◆ **Description of the task**:
Your reply should consist solely of the lines from the one containing "Where can the vehicle" through the end of the data, restated word for word.

Provided information Block Start

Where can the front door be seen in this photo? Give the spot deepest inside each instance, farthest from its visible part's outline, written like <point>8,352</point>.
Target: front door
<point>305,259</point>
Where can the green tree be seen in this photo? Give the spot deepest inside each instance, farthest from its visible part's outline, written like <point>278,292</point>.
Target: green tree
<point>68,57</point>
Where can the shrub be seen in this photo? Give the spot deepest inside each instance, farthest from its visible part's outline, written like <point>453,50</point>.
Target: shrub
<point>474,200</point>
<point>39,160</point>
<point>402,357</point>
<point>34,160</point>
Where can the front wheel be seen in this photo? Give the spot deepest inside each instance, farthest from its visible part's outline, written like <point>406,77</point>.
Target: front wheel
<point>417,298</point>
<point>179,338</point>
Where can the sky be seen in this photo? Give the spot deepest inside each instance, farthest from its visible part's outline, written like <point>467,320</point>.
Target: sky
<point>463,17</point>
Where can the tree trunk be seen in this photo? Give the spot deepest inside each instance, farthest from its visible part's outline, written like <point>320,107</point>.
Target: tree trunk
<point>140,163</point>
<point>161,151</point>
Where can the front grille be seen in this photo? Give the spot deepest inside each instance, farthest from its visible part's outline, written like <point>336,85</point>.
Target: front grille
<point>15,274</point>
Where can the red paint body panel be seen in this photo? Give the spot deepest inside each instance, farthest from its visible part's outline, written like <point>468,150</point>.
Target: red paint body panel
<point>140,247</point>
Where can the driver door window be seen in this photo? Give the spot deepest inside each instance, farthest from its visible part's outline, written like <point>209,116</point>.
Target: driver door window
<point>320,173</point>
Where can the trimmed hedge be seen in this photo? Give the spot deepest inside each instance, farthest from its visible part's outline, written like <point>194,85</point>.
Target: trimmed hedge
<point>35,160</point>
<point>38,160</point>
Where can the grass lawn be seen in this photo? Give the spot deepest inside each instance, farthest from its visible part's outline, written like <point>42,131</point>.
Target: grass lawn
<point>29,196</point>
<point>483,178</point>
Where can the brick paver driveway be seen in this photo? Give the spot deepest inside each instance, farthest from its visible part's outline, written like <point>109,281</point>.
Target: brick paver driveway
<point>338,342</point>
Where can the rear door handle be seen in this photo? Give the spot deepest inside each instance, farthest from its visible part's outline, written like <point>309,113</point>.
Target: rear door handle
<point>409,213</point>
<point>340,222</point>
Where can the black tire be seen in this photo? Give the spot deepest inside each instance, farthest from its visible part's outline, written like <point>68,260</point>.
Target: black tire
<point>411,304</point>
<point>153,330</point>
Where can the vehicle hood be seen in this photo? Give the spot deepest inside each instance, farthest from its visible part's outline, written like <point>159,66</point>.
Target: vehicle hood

Provided information Block End

◆ **Answer to this problem**:
Where can the vehicle hood be seen in this photo? Give the spot deepest inside each instance, farthest from its visible part's outline, written like <point>159,66</point>.
Target: vehicle hood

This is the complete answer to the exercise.